TO DO →
All that is needed is a count of the lines in this data that contain the word "white".

MATERIAL PROVIDED →
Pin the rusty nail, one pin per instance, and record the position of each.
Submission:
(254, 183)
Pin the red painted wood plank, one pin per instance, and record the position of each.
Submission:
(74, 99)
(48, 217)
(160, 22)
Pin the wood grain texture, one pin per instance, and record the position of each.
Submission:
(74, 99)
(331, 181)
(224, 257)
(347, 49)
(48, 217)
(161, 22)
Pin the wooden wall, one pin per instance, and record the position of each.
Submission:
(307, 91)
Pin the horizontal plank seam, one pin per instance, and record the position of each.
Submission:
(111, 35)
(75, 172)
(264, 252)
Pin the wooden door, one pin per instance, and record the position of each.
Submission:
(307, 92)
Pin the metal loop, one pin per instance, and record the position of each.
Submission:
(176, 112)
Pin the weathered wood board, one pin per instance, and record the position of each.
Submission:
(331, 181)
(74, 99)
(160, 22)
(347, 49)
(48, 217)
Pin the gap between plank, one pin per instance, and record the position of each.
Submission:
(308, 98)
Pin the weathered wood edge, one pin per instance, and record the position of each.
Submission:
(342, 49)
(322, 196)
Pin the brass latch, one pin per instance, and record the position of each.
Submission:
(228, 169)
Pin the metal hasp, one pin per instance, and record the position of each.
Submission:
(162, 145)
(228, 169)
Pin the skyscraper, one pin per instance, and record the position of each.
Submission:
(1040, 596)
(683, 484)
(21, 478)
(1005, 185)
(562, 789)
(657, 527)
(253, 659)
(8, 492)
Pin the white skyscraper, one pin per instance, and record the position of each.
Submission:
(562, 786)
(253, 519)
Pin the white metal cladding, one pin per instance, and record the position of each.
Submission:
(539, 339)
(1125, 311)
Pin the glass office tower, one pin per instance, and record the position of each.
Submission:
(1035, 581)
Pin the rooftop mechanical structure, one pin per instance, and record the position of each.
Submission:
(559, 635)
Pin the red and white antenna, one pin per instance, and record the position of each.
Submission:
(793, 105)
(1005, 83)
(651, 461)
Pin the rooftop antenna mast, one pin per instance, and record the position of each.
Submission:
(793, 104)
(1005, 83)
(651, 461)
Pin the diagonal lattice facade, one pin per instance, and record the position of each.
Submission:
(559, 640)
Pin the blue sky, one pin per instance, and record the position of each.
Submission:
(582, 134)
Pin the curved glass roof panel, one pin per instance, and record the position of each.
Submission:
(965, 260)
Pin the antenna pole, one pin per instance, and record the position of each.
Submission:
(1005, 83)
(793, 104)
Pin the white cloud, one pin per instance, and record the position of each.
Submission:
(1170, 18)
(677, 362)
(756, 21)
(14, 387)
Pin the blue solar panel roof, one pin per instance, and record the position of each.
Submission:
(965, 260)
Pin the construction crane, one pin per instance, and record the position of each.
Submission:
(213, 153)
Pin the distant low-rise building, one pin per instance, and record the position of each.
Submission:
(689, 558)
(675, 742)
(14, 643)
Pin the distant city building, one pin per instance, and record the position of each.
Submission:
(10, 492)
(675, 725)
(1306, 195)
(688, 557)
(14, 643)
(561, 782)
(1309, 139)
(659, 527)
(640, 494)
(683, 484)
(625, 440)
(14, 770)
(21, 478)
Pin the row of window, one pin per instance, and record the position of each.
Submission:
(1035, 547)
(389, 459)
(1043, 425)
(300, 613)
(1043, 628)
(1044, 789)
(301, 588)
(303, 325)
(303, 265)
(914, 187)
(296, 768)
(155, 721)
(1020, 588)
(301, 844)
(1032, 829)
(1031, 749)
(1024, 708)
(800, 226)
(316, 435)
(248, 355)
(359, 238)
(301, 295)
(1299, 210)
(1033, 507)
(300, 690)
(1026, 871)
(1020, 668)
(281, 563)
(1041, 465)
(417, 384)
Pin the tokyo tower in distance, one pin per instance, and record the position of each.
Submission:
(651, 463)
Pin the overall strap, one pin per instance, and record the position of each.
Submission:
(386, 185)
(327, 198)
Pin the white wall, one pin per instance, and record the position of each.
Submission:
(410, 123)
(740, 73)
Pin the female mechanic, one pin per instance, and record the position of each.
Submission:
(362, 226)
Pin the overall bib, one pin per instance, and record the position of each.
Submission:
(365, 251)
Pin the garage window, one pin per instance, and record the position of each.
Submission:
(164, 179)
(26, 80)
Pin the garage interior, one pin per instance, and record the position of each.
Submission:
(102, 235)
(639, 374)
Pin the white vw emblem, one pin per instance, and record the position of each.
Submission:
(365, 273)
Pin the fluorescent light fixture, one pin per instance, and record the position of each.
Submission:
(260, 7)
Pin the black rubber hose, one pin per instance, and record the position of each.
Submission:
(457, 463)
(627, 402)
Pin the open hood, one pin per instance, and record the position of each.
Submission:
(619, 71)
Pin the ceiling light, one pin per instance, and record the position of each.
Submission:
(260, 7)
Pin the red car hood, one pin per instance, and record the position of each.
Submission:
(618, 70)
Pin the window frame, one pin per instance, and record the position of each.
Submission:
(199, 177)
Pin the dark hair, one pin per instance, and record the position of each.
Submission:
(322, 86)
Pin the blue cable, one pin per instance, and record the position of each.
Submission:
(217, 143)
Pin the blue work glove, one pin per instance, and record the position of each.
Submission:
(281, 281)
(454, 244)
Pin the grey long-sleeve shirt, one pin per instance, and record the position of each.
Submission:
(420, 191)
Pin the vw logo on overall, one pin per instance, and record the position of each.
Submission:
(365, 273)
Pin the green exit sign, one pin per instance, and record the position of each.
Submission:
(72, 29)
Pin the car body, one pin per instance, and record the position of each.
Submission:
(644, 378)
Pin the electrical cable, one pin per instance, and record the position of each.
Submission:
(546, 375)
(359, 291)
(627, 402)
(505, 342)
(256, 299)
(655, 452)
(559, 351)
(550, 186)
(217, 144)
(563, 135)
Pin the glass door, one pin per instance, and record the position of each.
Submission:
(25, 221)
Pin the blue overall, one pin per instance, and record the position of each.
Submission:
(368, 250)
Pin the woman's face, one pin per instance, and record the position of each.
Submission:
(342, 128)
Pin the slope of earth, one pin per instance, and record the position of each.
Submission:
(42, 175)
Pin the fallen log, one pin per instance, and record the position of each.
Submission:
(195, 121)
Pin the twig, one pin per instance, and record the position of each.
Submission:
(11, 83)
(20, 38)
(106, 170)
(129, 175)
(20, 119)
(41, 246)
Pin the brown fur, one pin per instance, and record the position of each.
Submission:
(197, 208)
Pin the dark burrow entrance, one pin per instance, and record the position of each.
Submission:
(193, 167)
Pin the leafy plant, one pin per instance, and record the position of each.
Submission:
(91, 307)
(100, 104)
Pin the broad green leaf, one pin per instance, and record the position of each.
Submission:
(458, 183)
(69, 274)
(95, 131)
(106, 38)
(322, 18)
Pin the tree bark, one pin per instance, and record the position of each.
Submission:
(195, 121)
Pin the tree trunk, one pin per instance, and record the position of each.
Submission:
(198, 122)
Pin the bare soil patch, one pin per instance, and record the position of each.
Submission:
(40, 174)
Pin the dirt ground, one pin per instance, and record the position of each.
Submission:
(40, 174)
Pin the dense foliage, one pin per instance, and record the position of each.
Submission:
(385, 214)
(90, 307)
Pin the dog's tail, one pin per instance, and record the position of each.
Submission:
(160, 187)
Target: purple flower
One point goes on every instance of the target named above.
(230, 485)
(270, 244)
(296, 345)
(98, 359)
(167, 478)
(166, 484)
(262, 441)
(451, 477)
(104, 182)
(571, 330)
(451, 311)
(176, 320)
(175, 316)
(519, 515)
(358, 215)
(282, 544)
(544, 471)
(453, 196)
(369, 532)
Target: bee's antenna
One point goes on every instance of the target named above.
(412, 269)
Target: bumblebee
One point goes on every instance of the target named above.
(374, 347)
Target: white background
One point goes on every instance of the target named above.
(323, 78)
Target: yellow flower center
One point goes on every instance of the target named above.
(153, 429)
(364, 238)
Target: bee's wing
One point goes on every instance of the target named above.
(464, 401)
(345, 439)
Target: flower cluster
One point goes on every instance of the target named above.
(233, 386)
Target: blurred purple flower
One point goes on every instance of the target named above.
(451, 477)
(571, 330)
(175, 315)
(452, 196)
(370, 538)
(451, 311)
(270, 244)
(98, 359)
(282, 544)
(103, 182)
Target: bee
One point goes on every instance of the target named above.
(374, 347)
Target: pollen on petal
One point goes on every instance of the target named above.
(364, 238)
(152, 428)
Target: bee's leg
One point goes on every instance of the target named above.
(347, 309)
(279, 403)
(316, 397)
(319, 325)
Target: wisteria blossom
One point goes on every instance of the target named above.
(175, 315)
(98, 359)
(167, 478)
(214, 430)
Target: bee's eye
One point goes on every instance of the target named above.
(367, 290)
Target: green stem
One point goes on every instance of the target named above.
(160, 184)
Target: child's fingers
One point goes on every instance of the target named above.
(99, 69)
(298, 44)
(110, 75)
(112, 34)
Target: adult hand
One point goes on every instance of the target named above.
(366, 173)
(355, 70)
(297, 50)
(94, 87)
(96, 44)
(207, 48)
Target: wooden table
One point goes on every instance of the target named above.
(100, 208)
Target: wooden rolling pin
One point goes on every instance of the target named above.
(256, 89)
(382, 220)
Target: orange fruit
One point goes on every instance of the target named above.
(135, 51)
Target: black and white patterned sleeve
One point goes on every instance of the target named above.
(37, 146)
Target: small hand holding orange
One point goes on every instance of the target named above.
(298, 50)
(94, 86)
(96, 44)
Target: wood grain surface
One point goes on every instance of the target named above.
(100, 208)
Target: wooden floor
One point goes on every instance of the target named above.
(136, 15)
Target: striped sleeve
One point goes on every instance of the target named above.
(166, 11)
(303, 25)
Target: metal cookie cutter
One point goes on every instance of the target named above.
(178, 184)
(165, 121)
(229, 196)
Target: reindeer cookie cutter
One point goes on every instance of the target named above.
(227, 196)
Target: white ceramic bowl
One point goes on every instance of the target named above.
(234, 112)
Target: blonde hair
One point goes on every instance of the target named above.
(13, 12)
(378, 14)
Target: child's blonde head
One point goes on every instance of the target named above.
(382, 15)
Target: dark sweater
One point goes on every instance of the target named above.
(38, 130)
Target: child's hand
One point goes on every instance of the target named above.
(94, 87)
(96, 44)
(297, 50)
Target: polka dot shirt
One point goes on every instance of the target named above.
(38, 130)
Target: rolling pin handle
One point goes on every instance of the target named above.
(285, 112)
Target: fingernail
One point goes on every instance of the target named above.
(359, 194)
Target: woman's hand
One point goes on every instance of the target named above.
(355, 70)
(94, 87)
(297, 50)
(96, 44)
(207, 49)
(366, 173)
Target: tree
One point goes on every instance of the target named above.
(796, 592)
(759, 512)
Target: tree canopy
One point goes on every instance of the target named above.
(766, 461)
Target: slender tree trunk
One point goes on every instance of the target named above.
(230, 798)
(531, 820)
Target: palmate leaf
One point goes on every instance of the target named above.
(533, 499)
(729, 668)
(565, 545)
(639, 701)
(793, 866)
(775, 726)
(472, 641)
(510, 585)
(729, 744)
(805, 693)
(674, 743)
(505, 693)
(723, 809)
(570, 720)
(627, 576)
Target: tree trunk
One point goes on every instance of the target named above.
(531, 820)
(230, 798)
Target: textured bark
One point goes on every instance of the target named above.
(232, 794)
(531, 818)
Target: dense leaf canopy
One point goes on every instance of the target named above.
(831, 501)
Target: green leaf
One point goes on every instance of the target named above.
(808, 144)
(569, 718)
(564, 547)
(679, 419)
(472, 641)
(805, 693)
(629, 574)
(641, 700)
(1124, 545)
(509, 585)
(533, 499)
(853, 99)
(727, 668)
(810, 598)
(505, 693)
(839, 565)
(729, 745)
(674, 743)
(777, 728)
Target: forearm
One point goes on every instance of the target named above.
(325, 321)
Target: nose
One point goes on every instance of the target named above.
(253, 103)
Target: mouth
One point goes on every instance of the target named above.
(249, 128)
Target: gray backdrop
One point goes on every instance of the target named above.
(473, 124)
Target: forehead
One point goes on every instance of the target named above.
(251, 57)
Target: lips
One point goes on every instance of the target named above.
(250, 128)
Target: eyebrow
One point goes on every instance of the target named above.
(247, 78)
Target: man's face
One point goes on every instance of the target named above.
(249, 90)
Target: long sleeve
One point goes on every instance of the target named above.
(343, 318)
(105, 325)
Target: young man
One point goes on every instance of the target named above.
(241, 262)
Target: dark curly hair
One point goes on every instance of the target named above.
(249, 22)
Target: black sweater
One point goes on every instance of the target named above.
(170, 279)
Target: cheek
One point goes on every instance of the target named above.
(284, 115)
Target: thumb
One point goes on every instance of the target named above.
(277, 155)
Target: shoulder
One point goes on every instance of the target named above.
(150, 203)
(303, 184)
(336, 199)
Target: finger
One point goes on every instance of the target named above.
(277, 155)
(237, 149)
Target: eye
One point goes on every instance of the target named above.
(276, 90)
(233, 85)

EXERCISE RESPONSE →
9